• **Selected extract**:
++++++++++++++++++++
Reputation: 5723
I have some filename that contain some redundant words that I want to get rid of like: VIS
, THE
etc.
I was this regex but the problem is that the words to be removed can appear in the front or in the back of the filename. To make it clearer some samples of filenames are:
filenames = ['a_VIS-MarnehNew_24RGB_1110.jpg',
'Marne_04_Vis.jpg',
'VIS_jeep_smoke.jpg',
'IR_fk_ref_01_005.jpg',
'c_LWIR-MarnehNew_24RGB_1110.jpg',
'LWIR-MarnehNew_15RGB_603.jpg',
'Movie_01_IR.jpg',
'THE_fk_ge_03_005.jpg']
And the redundant words are VIS
, Vis
, IR
, LWIR
, THE
and every character before them if they appear at the front or every character after them if they appear at the back.
Correct examples would be:
filenames = ['MarnehNew_24RGB_1110',
'Marne_04',
'jeep_smoke',
'fk_ref_01_005',
'MarnehNew_24RGB_1110',
'MarnehNew_15RGB_603',
'Movie_01',
'fk_ge_03_005']
I tried this code but (obviously it's insufficient for the back cases:
import re
pattern = re.compile('(?:VIS|Vis|IR|LWIR)(?:-|_)(\w+)')
++++++++++++++++++++
(Shape labeling records)
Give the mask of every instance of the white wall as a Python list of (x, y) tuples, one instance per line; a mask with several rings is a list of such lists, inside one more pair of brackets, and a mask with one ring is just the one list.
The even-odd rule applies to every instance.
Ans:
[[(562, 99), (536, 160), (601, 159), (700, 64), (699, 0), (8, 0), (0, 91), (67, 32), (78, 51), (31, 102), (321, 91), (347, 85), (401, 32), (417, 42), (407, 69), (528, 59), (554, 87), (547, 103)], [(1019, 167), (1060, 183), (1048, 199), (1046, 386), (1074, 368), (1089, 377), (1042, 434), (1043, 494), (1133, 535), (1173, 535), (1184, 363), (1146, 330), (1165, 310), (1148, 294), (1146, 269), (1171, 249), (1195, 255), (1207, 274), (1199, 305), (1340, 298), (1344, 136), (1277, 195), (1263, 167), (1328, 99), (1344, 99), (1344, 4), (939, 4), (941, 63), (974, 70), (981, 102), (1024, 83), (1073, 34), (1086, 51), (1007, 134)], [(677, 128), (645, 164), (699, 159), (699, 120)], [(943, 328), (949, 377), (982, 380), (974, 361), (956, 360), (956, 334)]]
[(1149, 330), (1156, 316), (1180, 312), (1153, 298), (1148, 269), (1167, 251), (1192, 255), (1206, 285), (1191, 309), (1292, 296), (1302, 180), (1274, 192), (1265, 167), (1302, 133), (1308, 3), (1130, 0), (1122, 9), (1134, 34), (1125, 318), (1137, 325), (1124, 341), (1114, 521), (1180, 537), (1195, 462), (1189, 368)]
++++++++++++++++++++
• **Set problem 1**: Which redundant words does the filename regex question name for removal?
• **Set problem 2**: Extend the filename regex question past its last line of code.
The records have no role in any of this.

• **Task output 1**: VIS, Vis, IR, LWIR, THE

• **Task output 2**:
for i, filename in enumerate(filenames):
matches = re.search(pattern, filename)
if matches:
print(i, matches.group(1))
0 MarnehNew_24RGB_1110
2 jeep_smoke
3 fk_ref_01_005
4 MarnehNew_24RGB_1110
5 MarnehNew_15RGB_603
So, how do I manage to also get rid of the back words also?
Upvotes: 1
Views: 94
Reputation: 43199
Using your examples you could use
(?:^(?:\w_)?(?:VIS|Vis|IR|LWIR|THE)[-_]?)
|
(?:_?(?:VIS|Vis|IR|LWIR))?\.jpg$
Which needs to be replaced by nothing, see a demo on regex101.com.
(?: # non-capturing group
^ # anchor at the beginning of a string
(?:\w_)? # \w_ optional
(?:VIS|Vis|IR|LWIR|THE) # one of ...
[-_]? # - or _ optional
)
| # OR
(?:
_?
(?:VIS|Vis|IR|LWIR)
)?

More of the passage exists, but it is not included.